*** Information ***

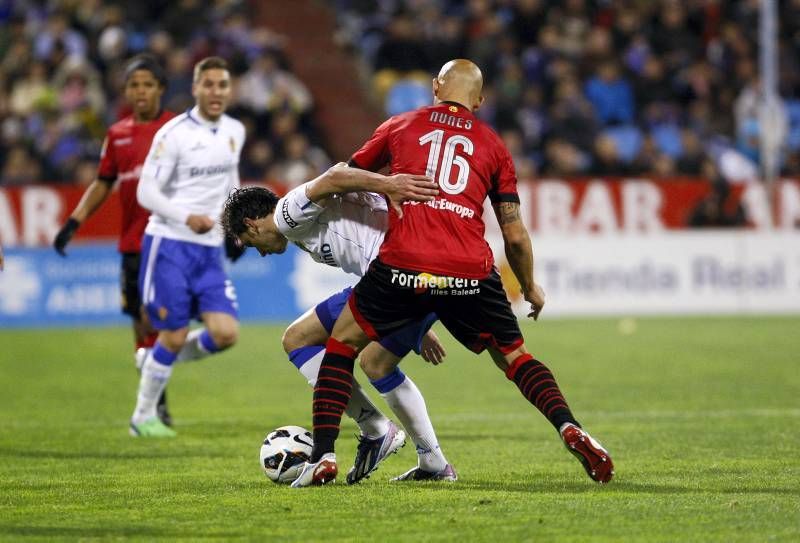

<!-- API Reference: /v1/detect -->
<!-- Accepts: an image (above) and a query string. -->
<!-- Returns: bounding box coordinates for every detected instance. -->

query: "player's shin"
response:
[132,343,176,424]
[505,353,579,430]
[372,369,448,472]
[291,345,390,438]
[310,338,356,462]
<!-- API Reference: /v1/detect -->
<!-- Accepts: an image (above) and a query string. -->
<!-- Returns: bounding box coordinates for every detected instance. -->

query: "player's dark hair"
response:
[193,56,229,82]
[124,54,167,88]
[222,186,280,236]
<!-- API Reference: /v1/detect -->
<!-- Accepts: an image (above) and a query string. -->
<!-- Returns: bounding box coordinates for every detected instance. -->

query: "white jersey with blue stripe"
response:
[138,106,245,246]
[273,185,387,276]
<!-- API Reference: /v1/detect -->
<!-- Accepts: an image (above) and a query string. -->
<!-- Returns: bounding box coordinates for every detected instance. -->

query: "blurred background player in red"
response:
[52,55,175,426]
[293,59,613,487]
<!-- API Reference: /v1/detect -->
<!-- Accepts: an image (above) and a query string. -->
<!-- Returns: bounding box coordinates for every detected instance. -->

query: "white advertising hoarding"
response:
[499,232,800,316]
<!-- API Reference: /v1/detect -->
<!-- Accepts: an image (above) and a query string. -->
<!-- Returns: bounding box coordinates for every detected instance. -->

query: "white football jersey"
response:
[138,106,245,246]
[273,185,388,276]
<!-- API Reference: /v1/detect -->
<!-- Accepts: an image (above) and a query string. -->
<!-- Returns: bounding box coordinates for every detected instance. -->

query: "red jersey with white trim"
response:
[350,102,519,279]
[97,110,175,253]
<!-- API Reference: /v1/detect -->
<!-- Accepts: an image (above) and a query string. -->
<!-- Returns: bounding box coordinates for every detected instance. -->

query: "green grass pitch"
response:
[1,317,799,542]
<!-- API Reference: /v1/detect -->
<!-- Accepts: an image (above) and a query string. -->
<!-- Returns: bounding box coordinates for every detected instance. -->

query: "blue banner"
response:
[0,244,353,328]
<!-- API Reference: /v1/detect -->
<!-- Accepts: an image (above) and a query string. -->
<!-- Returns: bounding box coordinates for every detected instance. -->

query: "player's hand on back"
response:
[524,283,546,320]
[384,173,438,219]
[186,214,216,234]
[420,329,446,365]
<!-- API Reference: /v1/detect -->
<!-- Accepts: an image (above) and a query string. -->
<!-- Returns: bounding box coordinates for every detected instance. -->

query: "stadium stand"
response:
[0,1,330,188]
[331,0,800,179]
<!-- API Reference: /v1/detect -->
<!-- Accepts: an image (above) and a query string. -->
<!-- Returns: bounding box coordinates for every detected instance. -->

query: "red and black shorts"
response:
[349,259,524,354]
[120,252,143,320]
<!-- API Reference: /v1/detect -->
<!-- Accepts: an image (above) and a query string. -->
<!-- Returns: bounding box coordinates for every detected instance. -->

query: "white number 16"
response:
[419,129,474,195]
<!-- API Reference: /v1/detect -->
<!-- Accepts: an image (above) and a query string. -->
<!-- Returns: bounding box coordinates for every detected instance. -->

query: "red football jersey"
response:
[351,102,519,278]
[97,110,175,253]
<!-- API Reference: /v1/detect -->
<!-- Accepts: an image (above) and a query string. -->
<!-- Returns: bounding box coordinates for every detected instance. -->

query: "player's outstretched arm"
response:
[305,163,437,216]
[493,202,545,320]
[53,179,112,256]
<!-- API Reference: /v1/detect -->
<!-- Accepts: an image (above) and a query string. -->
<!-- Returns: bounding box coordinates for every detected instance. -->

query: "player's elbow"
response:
[501,223,529,248]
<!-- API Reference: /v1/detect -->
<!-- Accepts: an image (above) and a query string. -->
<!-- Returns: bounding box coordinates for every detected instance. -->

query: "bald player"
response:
[291,59,614,487]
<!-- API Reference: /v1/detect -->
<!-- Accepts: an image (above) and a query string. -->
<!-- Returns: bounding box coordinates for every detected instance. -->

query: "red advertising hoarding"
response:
[1,178,798,247]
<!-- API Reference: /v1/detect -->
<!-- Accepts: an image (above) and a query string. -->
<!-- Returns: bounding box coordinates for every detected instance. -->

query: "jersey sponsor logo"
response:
[154,140,165,159]
[403,198,476,219]
[390,269,480,296]
[189,164,234,177]
[281,199,298,228]
[114,137,133,146]
[320,243,336,266]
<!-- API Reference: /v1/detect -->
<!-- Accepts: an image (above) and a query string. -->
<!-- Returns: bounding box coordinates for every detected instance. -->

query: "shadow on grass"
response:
[0,447,226,460]
[0,525,240,539]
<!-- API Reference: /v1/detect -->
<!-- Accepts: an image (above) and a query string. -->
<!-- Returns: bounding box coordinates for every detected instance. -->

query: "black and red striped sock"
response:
[310,337,356,462]
[506,353,579,430]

*** End of Information ***

Work item: Could you repeat the entries word for word, skipping the pictures they contain?

Output for this task:
<!-- API Reference: /v1/detect -->
<!-- Accepts: an image (above) and a query string. -->
<!-- Returns: bounding box coordinates for every detected instance. -->

query: "player's shin"
response:
[132,343,176,424]
[505,353,579,430]
[372,369,448,472]
[291,345,390,438]
[310,338,356,462]
<!-- API Reference: /v1/detect -->
<!-- Accepts: an image (above) and a query string. -->
<!-- Returns: bounding box coordinates for every detected instance. -->

query: "player's dark hair"
response:
[193,56,229,82]
[124,54,167,88]
[222,186,280,236]
<!-- API Reference: /v1/detect -->
<!-- Accepts: an image (above) and a query string. -->
<!-- Returns: bounding box coordinates for every detected instance. -->

query: "white jersey with blue stripe"
response:
[138,106,245,246]
[273,185,387,276]
<!-- API Reference: /v1/detect -->
<!-- Accepts: an image (above) and a query string. -->
<!-- Returns: bounding box coordinates for every detected instance. -->

query: "blurred background player in red"
response:
[52,55,175,426]
[293,59,613,487]
<!-- API Reference: /v1/detect -->
<!-- Accepts: an image (above) and a query string. -->
<!-- Returns: bounding box coordinates for every detected instance. -->

query: "white advertising hoarding"
response:
[499,232,800,316]
<!-- API Reference: /v1/detect -->
<!-- Accepts: an image (above) and a query string. -->
<!-- Returns: bounding box coordinates for every detected instance. -->

query: "white football jersey"
response:
[138,106,245,246]
[273,185,388,276]
<!-- API Reference: /v1/detect -->
<!-- Accepts: an image (above) and a query string. -->
<!-- Returns: bounding box coordinates for every detected instance. -->

query: "red jersey with white trim"
response:
[350,102,519,279]
[97,110,175,253]
<!-- API Reference: /v1/detect -->
<!-- Accepts: an image (above) and a query string. -->
<!-- Returns: bounding box coordinates for every detected instance. -->

query: "green grass pitch"
response:
[1,317,799,542]
<!-- API Reference: /v1/detect -->
<!-- Accepts: an image (above) and a query string. -->
<!-- Returns: bounding box coordinates for every detected instance. -->

query: "blue banner"
response:
[0,244,353,328]
<!-- API Reference: /v1/detect -->
<!-- Accepts: an image (above) and a query string. -->
<!-- Returns: bounding box coordinates for every detected instance. -->

query: "player's hand on back"
response:
[524,283,546,320]
[384,173,438,219]
[186,214,216,234]
[420,329,446,365]
<!-- API Reference: /v1/detect -->
<!-- Accepts: an image (above) and a query string. -->
<!-- Returns: bounding box coordinates for every detected instance. -->

query: "stadium stand"
response:
[0,1,330,188]
[331,0,800,179]
<!-- API Reference: /v1/detect -->
<!-- Accepts: an image (above) and a query string. -->
<!-- Returns: bounding box coordinates for every detected instance. -->

query: "red and black shorts"
response:
[349,259,524,354]
[120,252,143,320]
<!-- API Reference: /v1/detect -->
<!-- Accepts: an image (above) and a query string. -->
<!-- Returns: bounding box coordinates for every detected instance. -->

query: "white number 16"
response:
[419,129,474,195]
<!-- API Reference: /v1/detect -->
<!-- Accepts: an image (above) and a query string. -->
<!-- Returns: bounding box coordinates for every detected instance. -->

query: "red football jersey"
response:
[351,102,519,278]
[97,110,175,253]
<!-- API Reference: /v1/detect -->
<!-- Accepts: an image (above) and a query string. -->
<!-- Returns: bounding box coordinates for every detected instance. -->

query: "player's outstretched arm"
response:
[305,163,437,216]
[493,202,545,320]
[53,179,112,256]
<!-- API Reference: /v1/detect -->
<!-- Accepts: an image (above) and a query string. -->
<!-- Returns: bounding box coordinates for every detected instance. -->

query: "player's elbow"
response:
[501,223,529,248]
<!-- API Reference: /v1/detect -->
<!-- Accepts: an image (above) and a query string. -->
<!-- Returns: bounding box coordinates for every detected instance. -->

query: "bald player"
response:
[291,59,614,487]
<!-- API Reference: /v1/detect -->
<!-- Accepts: an image (above) and a query string. -->
<!-- Returns: bounding box coordinates for every detected instance. -->

query: "red advertising hoarding"
response:
[1,178,798,247]
<!-- API Reference: /v1/detect -->
<!-- Accepts: an image (above) and a query string. -->
<!-- Returns: bounding box coordinates for every detected instance. -->

query: "jersey sponsor logo"
response:
[154,140,165,159]
[403,198,476,219]
[390,269,480,296]
[189,164,234,177]
[281,199,298,228]
[114,137,133,146]
[320,243,336,266]
<!-- API Reference: /v1/detect -->
<!-- Accepts: an image (above) and a query string. -->
<!-- Returns: bounding box coordinates for every detected instance. -->

query: "shadow on grass"
response:
[0,447,226,460]
[0,525,240,539]
<!-- API Reference: /v1/detect -->
<!-- Accepts: an image (above) and a query string. -->
<!-- Returns: bounding box coordinates for every detected instance. -->

query: "black and red striped sock"
response:
[310,337,356,462]
[506,353,579,430]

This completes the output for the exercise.